Entries shown →

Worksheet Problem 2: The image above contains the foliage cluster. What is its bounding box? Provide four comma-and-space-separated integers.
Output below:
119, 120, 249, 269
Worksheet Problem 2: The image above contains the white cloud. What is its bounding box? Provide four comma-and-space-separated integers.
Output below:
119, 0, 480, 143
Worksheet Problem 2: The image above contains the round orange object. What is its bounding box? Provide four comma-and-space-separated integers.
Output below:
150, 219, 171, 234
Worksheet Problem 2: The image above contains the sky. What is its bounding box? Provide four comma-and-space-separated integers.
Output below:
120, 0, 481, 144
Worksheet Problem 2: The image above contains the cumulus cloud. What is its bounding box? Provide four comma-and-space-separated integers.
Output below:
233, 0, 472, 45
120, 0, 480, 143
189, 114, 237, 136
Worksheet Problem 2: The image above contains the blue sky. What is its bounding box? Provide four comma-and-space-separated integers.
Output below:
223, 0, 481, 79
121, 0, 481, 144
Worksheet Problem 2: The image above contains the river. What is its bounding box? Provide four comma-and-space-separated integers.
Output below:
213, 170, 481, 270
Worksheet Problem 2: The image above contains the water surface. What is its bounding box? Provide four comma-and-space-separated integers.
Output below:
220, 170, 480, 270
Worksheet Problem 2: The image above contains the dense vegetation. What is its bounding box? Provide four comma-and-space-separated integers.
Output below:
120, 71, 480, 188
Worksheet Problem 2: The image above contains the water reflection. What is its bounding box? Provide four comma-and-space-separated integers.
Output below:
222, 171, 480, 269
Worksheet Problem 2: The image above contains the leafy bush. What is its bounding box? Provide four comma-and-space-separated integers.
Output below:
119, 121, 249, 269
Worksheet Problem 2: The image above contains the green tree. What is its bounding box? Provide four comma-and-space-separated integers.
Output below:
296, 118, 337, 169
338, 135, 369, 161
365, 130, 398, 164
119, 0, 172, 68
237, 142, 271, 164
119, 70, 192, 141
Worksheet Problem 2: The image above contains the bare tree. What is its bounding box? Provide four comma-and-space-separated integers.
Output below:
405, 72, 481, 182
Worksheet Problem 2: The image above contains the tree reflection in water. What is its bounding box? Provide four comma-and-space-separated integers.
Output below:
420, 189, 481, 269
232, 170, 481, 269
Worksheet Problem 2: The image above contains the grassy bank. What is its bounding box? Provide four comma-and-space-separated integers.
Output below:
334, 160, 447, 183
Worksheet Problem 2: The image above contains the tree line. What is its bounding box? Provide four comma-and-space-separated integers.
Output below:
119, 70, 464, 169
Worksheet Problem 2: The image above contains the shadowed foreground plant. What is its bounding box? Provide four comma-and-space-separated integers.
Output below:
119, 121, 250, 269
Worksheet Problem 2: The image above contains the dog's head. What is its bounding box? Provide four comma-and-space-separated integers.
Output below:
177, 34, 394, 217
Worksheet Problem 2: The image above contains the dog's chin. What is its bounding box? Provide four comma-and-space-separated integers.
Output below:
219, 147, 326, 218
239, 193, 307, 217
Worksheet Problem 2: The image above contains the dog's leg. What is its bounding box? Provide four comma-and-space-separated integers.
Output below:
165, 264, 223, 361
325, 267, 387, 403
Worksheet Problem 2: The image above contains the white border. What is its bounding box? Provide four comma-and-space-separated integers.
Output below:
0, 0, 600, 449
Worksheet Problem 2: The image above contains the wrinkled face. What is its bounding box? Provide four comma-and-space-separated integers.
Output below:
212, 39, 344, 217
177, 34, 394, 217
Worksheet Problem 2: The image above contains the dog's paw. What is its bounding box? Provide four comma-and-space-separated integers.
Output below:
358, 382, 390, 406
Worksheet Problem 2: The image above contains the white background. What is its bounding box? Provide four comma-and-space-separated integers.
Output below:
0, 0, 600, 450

The request → Edit everything from the start of the material down to the line containing "119, 0, 480, 143" by changing "foliage cluster" to "leafy bush" and leaving the rest as it is.

Written reply →
Worksheet Problem 2: The image above contains the leafy bush. What is its bounding box? Provide four comma-and-space-separated integers.
Output below:
119, 120, 249, 269
Worksheet Problem 2: The image above contains the white cloud. What is its bounding box? Provide four comma-and-space-separated integers.
Output below:
119, 0, 480, 143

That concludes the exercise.